GOAL ▸ Reproduce every one of the entries below word for word, omitting the pictures from your answer.

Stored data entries
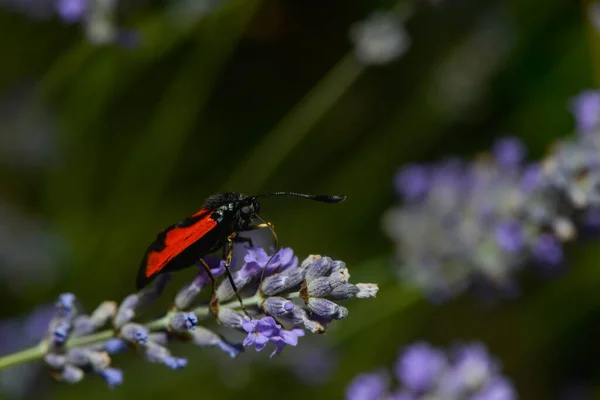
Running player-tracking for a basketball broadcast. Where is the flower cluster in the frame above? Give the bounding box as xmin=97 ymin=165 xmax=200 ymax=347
xmin=30 ymin=247 xmax=378 ymax=387
xmin=0 ymin=305 xmax=54 ymax=398
xmin=346 ymin=342 xmax=517 ymax=400
xmin=384 ymin=87 xmax=600 ymax=299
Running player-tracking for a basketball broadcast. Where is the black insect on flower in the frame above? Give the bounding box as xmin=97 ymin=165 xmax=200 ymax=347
xmin=137 ymin=192 xmax=345 ymax=308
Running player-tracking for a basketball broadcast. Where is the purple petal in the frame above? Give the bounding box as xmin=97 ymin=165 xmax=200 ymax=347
xmin=492 ymin=137 xmax=525 ymax=168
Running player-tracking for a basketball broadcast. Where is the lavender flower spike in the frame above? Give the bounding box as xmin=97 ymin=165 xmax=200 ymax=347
xmin=0 ymin=244 xmax=377 ymax=388
xmin=346 ymin=342 xmax=517 ymax=400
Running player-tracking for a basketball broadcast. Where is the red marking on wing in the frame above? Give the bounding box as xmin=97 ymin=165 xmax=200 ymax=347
xmin=145 ymin=208 xmax=217 ymax=278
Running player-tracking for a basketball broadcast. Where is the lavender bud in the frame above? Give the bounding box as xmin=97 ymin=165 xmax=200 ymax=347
xmin=103 ymin=338 xmax=127 ymax=354
xmin=218 ymin=307 xmax=246 ymax=329
xmin=552 ymin=217 xmax=577 ymax=241
xmin=121 ymin=323 xmax=148 ymax=344
xmin=51 ymin=320 xmax=71 ymax=344
xmin=192 ymin=326 xmax=244 ymax=358
xmin=169 ymin=312 xmax=198 ymax=332
xmin=262 ymin=297 xmax=294 ymax=317
xmin=306 ymin=276 xmax=333 ymax=297
xmin=216 ymin=273 xmax=252 ymax=301
xmin=260 ymin=268 xmax=304 ymax=296
xmin=333 ymin=305 xmax=348 ymax=319
xmin=145 ymin=342 xmax=171 ymax=364
xmin=58 ymin=365 xmax=84 ymax=384
xmin=148 ymin=332 xmax=169 ymax=346
xmin=305 ymin=257 xmax=332 ymax=283
xmin=98 ymin=368 xmax=123 ymax=389
xmin=356 ymin=283 xmax=379 ymax=299
xmin=287 ymin=307 xmax=325 ymax=333
xmin=44 ymin=353 xmax=67 ymax=369
xmin=300 ymin=254 xmax=321 ymax=269
xmin=175 ymin=279 xmax=203 ymax=310
xmin=330 ymin=283 xmax=360 ymax=300
xmin=113 ymin=294 xmax=140 ymax=328
xmin=306 ymin=297 xmax=340 ymax=318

RESPONSE ▸
Running player-tracking for a basketball broadcast. Where is the flower cluster in the frame above? Give the bounding box as xmin=97 ymin=165 xmax=200 ymax=347
xmin=30 ymin=247 xmax=378 ymax=387
xmin=0 ymin=305 xmax=54 ymax=398
xmin=346 ymin=342 xmax=517 ymax=400
xmin=384 ymin=87 xmax=600 ymax=299
Running player-tracking for a basketball broadcast. Where is the black insect on flower in the frame above? Give the bounding box as xmin=97 ymin=165 xmax=200 ymax=347
xmin=137 ymin=192 xmax=345 ymax=308
Running player-tracking for a basketball broadcast. Where is the purple petal in the frame above? Give the bounding box as xmin=97 ymin=165 xmax=200 ymax=347
xmin=492 ymin=137 xmax=525 ymax=168
Running player-tracking for a basketball broadcast. Where is the lavender flower spike in the frame above? Give the bounding box as xmin=97 ymin=165 xmax=200 ymax=347
xmin=0 ymin=244 xmax=377 ymax=388
xmin=346 ymin=342 xmax=517 ymax=400
Running player-tracking for a basketball broadcast. Where is the red marking on wing in the frame above? Give the bounding box as xmin=97 ymin=165 xmax=200 ymax=347
xmin=145 ymin=208 xmax=217 ymax=278
Running player-tracking for a basketball broadcast. Where is the lavender bud in the frame above? Give the bounding box as xmin=97 ymin=165 xmax=200 ymax=347
xmin=103 ymin=338 xmax=127 ymax=354
xmin=218 ymin=307 xmax=246 ymax=329
xmin=552 ymin=217 xmax=577 ymax=241
xmin=121 ymin=323 xmax=148 ymax=344
xmin=51 ymin=320 xmax=71 ymax=344
xmin=192 ymin=326 xmax=244 ymax=358
xmin=169 ymin=312 xmax=198 ymax=332
xmin=262 ymin=297 xmax=294 ymax=317
xmin=306 ymin=276 xmax=333 ymax=297
xmin=216 ymin=273 xmax=252 ymax=301
xmin=260 ymin=268 xmax=304 ymax=296
xmin=333 ymin=305 xmax=348 ymax=319
xmin=145 ymin=342 xmax=171 ymax=364
xmin=58 ymin=365 xmax=84 ymax=384
xmin=148 ymin=332 xmax=169 ymax=346
xmin=305 ymin=257 xmax=332 ymax=283
xmin=98 ymin=368 xmax=123 ymax=389
xmin=356 ymin=283 xmax=379 ymax=299
xmin=287 ymin=307 xmax=325 ymax=333
xmin=44 ymin=353 xmax=67 ymax=369
xmin=300 ymin=254 xmax=321 ymax=269
xmin=175 ymin=279 xmax=203 ymax=310
xmin=330 ymin=283 xmax=360 ymax=300
xmin=113 ymin=294 xmax=140 ymax=328
xmin=306 ymin=297 xmax=340 ymax=318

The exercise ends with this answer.